Dataset records

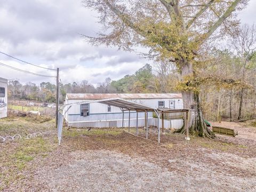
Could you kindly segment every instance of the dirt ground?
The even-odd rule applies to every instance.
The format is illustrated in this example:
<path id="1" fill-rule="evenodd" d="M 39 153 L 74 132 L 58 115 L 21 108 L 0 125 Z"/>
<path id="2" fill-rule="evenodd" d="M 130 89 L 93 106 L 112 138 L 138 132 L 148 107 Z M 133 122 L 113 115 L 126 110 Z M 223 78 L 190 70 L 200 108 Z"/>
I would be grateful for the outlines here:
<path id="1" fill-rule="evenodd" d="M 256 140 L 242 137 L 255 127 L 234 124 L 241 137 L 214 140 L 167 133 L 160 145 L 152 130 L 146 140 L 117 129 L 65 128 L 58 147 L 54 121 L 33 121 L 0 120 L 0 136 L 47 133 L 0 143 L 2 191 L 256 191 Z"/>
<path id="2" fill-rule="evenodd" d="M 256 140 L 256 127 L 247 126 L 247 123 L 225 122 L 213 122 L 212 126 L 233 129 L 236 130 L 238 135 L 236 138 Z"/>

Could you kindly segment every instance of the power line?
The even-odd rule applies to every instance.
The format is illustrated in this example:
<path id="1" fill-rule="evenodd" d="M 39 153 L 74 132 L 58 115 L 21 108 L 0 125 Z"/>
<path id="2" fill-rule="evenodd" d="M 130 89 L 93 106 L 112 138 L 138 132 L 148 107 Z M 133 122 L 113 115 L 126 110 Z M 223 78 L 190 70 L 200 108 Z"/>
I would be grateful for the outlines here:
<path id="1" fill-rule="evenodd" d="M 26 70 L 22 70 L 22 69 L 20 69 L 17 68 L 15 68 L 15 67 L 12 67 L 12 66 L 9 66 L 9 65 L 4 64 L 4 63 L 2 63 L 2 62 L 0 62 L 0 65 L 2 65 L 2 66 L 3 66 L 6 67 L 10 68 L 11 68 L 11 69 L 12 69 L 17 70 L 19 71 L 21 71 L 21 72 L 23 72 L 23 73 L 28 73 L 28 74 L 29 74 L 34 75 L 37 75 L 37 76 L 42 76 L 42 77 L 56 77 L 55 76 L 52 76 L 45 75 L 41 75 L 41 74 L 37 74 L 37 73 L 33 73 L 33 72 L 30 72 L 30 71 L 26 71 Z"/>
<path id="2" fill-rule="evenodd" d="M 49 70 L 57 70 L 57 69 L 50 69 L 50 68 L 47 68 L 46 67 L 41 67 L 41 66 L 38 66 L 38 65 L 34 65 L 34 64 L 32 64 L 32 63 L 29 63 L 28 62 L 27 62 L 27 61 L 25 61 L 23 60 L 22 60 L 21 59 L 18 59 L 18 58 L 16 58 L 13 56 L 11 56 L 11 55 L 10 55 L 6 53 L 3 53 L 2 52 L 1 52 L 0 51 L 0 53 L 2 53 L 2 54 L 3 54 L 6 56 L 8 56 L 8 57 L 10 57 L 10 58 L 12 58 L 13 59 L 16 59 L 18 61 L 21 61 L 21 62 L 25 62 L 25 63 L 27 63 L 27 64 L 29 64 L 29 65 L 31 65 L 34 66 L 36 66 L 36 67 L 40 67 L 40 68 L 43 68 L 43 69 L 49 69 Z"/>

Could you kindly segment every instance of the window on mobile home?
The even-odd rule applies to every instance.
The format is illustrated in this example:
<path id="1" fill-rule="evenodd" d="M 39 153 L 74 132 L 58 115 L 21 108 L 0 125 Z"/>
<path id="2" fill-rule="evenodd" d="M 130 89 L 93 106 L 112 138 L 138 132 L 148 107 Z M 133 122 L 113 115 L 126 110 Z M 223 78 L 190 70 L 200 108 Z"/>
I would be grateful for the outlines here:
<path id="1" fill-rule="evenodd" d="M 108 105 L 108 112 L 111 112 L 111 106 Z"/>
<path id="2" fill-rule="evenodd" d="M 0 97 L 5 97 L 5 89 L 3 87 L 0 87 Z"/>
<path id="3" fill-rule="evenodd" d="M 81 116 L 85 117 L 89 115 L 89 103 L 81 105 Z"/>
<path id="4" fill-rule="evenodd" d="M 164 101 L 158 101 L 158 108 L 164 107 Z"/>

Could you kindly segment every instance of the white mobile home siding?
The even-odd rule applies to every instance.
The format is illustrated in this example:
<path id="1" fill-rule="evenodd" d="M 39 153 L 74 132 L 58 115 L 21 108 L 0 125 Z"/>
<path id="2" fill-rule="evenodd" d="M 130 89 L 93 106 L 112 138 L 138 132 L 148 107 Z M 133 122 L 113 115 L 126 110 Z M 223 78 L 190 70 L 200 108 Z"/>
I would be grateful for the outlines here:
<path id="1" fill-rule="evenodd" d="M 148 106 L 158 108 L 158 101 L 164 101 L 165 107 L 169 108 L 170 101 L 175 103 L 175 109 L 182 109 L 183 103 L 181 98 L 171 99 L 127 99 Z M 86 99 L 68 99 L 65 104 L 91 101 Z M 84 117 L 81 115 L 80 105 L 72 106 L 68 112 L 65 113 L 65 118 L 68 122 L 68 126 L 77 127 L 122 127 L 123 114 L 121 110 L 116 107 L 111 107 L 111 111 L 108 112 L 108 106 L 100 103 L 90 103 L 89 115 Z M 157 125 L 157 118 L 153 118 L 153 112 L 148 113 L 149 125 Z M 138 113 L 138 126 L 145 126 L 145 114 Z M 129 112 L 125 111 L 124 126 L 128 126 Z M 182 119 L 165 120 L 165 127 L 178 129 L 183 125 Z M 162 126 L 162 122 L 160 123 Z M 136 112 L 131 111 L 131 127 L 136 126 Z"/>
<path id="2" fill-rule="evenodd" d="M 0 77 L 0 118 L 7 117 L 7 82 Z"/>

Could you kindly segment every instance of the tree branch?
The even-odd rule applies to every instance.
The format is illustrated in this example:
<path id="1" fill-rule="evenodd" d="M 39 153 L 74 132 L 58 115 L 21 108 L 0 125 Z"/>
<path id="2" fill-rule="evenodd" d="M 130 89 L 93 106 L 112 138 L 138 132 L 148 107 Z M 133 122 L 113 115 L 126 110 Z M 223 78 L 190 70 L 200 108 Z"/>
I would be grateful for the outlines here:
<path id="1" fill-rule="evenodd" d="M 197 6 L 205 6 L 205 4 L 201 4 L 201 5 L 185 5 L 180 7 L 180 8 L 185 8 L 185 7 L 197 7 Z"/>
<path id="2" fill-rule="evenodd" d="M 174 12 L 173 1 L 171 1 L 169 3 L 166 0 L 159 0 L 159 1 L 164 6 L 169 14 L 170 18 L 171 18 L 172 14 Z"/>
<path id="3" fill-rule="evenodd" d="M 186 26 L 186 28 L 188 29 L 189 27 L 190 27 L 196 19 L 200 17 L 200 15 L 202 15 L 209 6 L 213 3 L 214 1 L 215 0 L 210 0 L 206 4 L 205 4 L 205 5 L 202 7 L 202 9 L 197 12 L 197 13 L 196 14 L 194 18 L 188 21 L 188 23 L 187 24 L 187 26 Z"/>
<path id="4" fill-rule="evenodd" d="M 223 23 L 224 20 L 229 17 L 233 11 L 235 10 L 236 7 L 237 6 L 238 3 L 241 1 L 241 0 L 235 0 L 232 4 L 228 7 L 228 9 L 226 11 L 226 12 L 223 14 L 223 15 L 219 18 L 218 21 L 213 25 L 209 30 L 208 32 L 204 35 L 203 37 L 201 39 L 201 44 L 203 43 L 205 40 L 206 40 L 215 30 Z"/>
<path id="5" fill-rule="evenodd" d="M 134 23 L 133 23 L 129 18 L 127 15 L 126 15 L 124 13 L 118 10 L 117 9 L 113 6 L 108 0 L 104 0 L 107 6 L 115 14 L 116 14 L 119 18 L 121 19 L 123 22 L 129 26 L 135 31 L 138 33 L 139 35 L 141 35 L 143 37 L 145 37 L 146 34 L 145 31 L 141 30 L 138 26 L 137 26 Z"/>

...

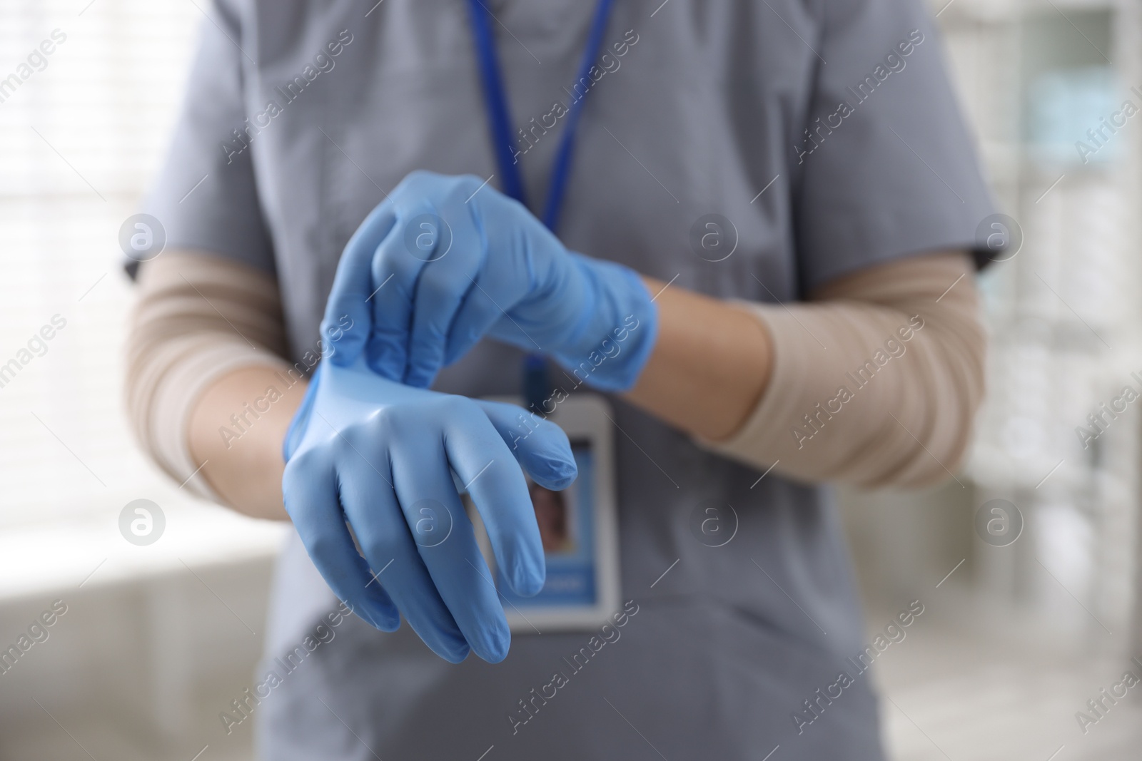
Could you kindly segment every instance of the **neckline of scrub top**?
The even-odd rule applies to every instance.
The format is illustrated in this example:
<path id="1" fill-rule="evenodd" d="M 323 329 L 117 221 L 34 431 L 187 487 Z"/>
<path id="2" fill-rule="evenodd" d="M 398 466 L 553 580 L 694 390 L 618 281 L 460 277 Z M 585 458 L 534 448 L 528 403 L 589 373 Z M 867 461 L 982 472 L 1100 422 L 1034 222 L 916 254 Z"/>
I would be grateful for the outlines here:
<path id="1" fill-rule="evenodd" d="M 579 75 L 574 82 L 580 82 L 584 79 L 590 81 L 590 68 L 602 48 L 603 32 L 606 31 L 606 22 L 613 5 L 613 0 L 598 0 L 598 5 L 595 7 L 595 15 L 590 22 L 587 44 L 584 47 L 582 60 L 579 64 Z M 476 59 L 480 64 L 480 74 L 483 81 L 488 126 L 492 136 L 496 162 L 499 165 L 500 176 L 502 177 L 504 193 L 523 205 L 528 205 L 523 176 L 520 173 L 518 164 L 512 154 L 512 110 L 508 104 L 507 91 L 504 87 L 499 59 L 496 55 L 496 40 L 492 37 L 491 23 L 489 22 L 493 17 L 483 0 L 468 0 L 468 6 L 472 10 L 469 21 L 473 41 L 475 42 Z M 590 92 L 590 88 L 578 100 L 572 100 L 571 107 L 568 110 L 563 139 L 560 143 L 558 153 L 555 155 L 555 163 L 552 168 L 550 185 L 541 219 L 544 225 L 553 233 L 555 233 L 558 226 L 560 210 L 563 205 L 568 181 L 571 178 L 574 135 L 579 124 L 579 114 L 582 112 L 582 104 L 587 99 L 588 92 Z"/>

Stated task: Extract each line from the dataset records that contains the word "home".

Finished exercise:
Could you kindly segment every instance of the window on mobile home?
Could you kindly segment every instance of the white mobile home siding?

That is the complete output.